[WHAT THE TASK REQUIRES] Set down every entry exactly as it was written.
DATA TO EXAMINE Block Start
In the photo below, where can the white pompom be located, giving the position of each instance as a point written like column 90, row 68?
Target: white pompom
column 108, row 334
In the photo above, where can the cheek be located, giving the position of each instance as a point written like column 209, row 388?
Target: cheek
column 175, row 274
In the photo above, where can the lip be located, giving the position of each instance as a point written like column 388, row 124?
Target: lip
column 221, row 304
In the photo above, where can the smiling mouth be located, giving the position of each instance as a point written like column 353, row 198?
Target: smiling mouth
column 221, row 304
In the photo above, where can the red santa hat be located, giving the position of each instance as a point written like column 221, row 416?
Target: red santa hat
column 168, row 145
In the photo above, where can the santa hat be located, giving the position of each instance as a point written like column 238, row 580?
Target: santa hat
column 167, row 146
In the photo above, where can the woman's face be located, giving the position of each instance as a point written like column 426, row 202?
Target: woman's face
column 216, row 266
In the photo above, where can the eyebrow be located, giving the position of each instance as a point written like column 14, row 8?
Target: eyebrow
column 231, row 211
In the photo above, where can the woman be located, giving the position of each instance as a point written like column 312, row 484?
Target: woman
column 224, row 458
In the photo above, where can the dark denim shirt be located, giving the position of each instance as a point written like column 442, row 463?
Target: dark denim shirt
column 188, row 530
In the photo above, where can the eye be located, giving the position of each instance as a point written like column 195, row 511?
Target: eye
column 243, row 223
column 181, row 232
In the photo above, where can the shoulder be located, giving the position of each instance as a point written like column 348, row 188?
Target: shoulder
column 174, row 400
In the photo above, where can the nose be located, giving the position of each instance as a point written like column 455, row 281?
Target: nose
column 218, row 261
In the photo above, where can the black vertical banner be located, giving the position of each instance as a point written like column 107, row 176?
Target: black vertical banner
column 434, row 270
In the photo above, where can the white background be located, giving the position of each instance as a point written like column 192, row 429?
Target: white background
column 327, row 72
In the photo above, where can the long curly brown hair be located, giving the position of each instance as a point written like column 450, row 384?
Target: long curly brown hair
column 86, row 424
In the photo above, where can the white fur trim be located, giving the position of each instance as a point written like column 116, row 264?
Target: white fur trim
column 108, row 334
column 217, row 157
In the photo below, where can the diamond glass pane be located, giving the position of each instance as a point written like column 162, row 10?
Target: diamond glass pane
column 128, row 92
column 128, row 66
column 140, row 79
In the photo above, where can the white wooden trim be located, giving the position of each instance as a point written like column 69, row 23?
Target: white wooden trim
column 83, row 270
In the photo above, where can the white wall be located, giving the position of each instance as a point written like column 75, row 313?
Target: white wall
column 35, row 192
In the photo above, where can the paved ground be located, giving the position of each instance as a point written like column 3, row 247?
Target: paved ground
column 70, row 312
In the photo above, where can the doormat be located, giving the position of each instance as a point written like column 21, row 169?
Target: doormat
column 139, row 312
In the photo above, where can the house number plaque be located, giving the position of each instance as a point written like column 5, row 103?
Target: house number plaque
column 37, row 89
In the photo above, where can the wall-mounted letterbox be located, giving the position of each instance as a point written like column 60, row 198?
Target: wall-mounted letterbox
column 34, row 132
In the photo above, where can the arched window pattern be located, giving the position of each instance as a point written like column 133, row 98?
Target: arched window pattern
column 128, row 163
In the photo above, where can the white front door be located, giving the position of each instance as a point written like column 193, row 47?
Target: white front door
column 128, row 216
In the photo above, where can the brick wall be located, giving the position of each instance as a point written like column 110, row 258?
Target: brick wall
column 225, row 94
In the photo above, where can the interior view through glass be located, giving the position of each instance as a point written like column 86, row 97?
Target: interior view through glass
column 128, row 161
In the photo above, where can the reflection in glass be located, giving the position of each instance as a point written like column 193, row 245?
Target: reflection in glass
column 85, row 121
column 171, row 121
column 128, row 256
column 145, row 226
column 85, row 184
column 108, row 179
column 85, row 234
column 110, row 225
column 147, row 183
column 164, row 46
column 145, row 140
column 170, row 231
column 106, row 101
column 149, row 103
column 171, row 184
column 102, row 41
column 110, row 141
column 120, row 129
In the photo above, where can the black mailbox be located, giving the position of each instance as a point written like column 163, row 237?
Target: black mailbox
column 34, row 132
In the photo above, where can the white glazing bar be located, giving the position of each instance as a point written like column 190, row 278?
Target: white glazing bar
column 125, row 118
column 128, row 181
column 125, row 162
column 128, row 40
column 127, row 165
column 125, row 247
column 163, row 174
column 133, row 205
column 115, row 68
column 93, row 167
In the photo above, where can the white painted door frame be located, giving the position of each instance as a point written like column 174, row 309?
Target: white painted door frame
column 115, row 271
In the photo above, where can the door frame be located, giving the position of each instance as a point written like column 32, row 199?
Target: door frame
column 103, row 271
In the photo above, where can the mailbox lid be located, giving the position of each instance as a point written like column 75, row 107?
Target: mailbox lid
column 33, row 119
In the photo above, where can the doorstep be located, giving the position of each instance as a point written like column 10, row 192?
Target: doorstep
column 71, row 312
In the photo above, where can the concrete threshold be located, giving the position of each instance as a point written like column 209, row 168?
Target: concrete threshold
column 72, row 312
DATA TO EXAMINE Block End
[OUTPUT OF THE TASK]
In the photo below, where can the white pompom be located, giving the position of each instance as a point written like column 90, row 68?
Target: white pompom
column 108, row 334
In the photo above, where can the cheek be located, giving the position of each instance as a point written like column 209, row 388?
Target: cheek
column 175, row 274
In the photo above, where can the lip be located, giving the position of each instance as a point written like column 388, row 124?
Target: lip
column 221, row 304
In the photo above, where can the smiling mouth be located, giving the position of each instance as a point written like column 353, row 198?
Target: smiling mouth
column 221, row 304
In the photo above, where can the red santa hat be located, giving the position of each instance as a point written like column 221, row 416?
Target: red santa hat
column 168, row 145
In the photo above, where can the santa hat be located, giving the position of each instance as a point written like column 238, row 580?
Target: santa hat
column 167, row 146
In the photo above, where can the woman's face be located, giving the position of each instance as a point written like column 426, row 202?
Target: woman's face
column 216, row 266
In the photo above, where can the eyebrow be located, giving the position of each instance as a point written like column 14, row 8?
Target: eyebrow
column 231, row 211
In the photo above, where can the woman be located, giving the position of each instance as a point written like column 312, row 484?
Target: woman
column 224, row 458
In the photo above, where can the dark denim shirt be located, giving the position of each instance as a point written like column 442, row 463?
Target: dark denim shirt
column 188, row 530
In the photo above, where can the eye be located, giving the position of each instance as a point written like column 195, row 511?
Target: eye
column 243, row 223
column 181, row 232
In the photo above, where can the shoulder be located, giving the position of each instance as a point written like column 348, row 188?
Target: shoulder
column 174, row 400
In the photo above, where can the nose be located, giving the position of each instance as a point written like column 455, row 281?
Target: nose
column 218, row 261
In the photo above, where can the black vertical banner be located, giving the position of each instance as a point written like column 107, row 176?
Target: black vertical banner
column 434, row 270
In the photo above, where can the white background be located, giving the position of each instance as a point written like column 192, row 429?
Target: white background
column 327, row 72
In the photo above, where can the long curly brown hair be located, giving the position of each instance as a point written like column 450, row 384?
Target: long curly brown hair
column 86, row 424
In the photo above, where can the white fur trim be located, giving the position of each instance as a point written like column 116, row 264?
Target: white fur trim
column 108, row 334
column 217, row 157
In the photo below, where can the diamond glass pane be located, giving the position of each instance as a point written like column 162, row 10?
Target: diamond glass pane
column 128, row 92
column 128, row 66
column 140, row 79
In the photo above, where can the white wooden trim be located, giving the position of each instance as a point written like column 69, row 23?
Target: white wooden trim
column 83, row 270
In the photo above, where can the white wall be located, giving the position of each instance as a point written like column 75, row 313?
Target: white wall
column 35, row 192
In the photo above, where can the paved ground be located, giving the position of each instance as a point written like column 3, row 247?
Target: paved ground
column 70, row 312
In the photo above, where can the doormat be located, giving the position of each instance as a point written like column 21, row 169?
Target: doormat
column 139, row 312
In the photo above, where can the house number plaque be located, giving the position of each instance as a point written like column 5, row 103?
Target: house number plaque
column 37, row 89
In the photo above, where can the wall-mounted letterbox be located, giving the position of each instance as a point written like column 60, row 198?
Target: wall-mounted letterbox
column 34, row 132
In the photo above, where can the arched window pattern be located, giving the position of each instance as a point written like column 133, row 98?
Target: arched window pattern
column 128, row 163
In the photo above, where can the white front door be located, giving the position of each instance as a point written like column 193, row 47?
Target: white front door
column 128, row 216
In the photo above, where can the brick wall be located, giving the position of each instance as a point written like column 110, row 258?
Target: brick wall
column 225, row 94
In the photo above, where can the interior view through glass be located, giving the position of each instance as a point written like column 86, row 97?
Target: interior view through glass
column 128, row 161
In the photo above, where can the reflection in glass be located, giving the position of each instance as a point written like column 193, row 245?
Target: reflection in glass
column 85, row 121
column 171, row 121
column 128, row 256
column 145, row 226
column 85, row 184
column 108, row 179
column 85, row 234
column 110, row 225
column 147, row 183
column 164, row 46
column 145, row 140
column 170, row 231
column 106, row 101
column 149, row 103
column 171, row 184
column 102, row 41
column 110, row 141
column 120, row 129
In the photo above, where can the black mailbox be located, giving the position of each instance as a point written like column 163, row 237?
Target: black mailbox
column 34, row 132
In the photo above, where can the white glazing bar be located, giving the position of each instance as a point written like column 190, row 278?
Target: white glazing bar
column 125, row 118
column 128, row 181
column 125, row 162
column 128, row 40
column 127, row 165
column 125, row 247
column 163, row 174
column 133, row 205
column 115, row 68
column 93, row 167
In the photo above, where can the white painted door frame be located, giving the position of each instance as a point written like column 174, row 309?
Target: white painted door frame
column 115, row 271
In the photo above, where can the door frame be located, giving the position of each instance as a point written like column 32, row 199?
Target: door frame
column 103, row 271
In the photo above, where can the mailbox lid be located, giving the position of each instance as a point written like column 75, row 107?
Target: mailbox lid
column 33, row 119
In the photo above, where can the doorstep be located, giving the position of each instance as a point written like column 10, row 192?
Target: doorstep
column 71, row 312
In the photo above, where can the concrete threshold be located, giving the position of each instance as a point written like column 209, row 168?
Target: concrete threshold
column 72, row 312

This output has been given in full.